# What you need to do
1/ In the BGP forum thread, shorten the paragraph beginning "I can't comment on whether your /24's" and keep its main facts.
2/ Continue the BGP forum thread from its last line.

We have two service providers and three Apnic ranges of /24. We are planning to install a 3825 router to connect the two service providers. I guess BGP would be an ideal solution if both service providers be connected in load balancing. I have checked a document (Document ID: 23675) in context to BGP for same purpose.

My question is will this type of configuration mentioned in the document would serve my purpose of load balancing with two service providers, and would all my apnic ranges would be reachable if i have either one of the service provider failing.

Also kindly let me know if there is any other better alternative to this.

Appreciated.

Thx,

Amol.

3 Replies 3

adrian.chadd
Level 1
Level 1

The document outlines the kinds of things you'll need to do.

If you're multihoming to the internet then you may wish to ignore filtering the received routes from your upstreams and instead accept all the routes they advertise (ie, take a full BGP feed from both.)

If you wish to run a pair of full BGP feeds then you'll probably need quite a bit of ram (at least 256mb at the very least.)

You'll also want to read a few BGP tutorials. Its easy to mess your BGP configuration up and cause grief down the track, even in simple BGP setups.

I can't comment on whether your /24's will be reachable without knowing what they are. Generally only legacy /24's allocated before AUNIC was rolled into APNIC are in the right IP space(s) to be useful for multihoming. (Ie, they're legacy "PI" space, or provider independant.) If they're allocated to you by one of your providers and they've come out of a larger IP allocation to that provider then it won't work.

Well i guess i need to configure BGP first and check how it goes.

As for the APNIC concern its not been allocated from any of the providers share, so i beleive it would be still reachable if any one goes down, provided the configs work perfectly.

Please share some configuration or related document on this topic.

Help Appreciated.

Thx

Amol.

Well, I currently multihome with APNIC space, so I know whats involved in getting it all working.

I'd first test this all in a lab environment with two routers so you understand how BGP works.

Here's my configuration. Notice that the configuration is very simplistic as I only have a small network and thus I can just nail the announced routes down with static routes. Things are slightly different in a larger network.

router bgp xxxx

no sync (should be default)

# Provided data

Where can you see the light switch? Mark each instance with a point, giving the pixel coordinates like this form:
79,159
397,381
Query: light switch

# Answers to the exercise
1/ Reachability of the /24s can't be judged without knowing what they are. Generally, only legacy /24s allocated before AUNIC was rolled into APNIC sit in the IP space that is useful for multihoming, since they are legacy provider-independent ("PI") space. If one of the providers allocated them to you from its own larger allocation, multihoming won't work.

2/
! This tells BGP which network (and subnets) to import into the BGP routing protocol

network 203.56.168.0 mask 255.255.255.0

neighbor x.x.x.x remote-as yyyy

neighbor x.x.x.x next-hop-self

! This allows you to make changes to your BGP config and then 'clear ip bgp nei soft' to process the changes without flapping your BGP session

neighbor x.x.x.x soft-reconfig inbound

! This locks down which prefixes are announced

neighbor x.x.x.x distribute-list LOCAL out

! This locks down which AS paths are accepted

neighbor x.x.x.x filter-list 11 in

! This locks down which AS paths are announced

neighbor x.x.x.x filter-list 10 out

!

! This AS path is used for announcing just the networks that originates from your AS.

ip as-path access-list 10 permit ^$

ip as-path access-list 10 deny .*

! This AS path is used to accept everything

ip as-path access-list 11 permit .*

! This AS path is used to accept everything with AS 7606 in the path.

ip as-path access-list 12 permit _7606_

ip as-path access-list 12 deny .*

! This controls which networks you advertise.

ip access-list standard LOCAL out

permit 203.56.168.0 0.0.0.255

deny any

!

! then, nail down the 'network' statements above with static routes which will always exist; this way the BGP doesn't flap announcements based on the reachability of those prefixes.

! Yes, this is only useful for a small network with one upstream point. if you have multiple physical sites with multiple physical upstreams then you need to plan your IGP use a lot more carefully as it'll influence your BGP announcements.

! It has a high cost to allow it to be overridden by any other learnt route. In this case its learnt via OSPF.

ip route 203.56.168.0 255.255.255.0 null0 254

HTH!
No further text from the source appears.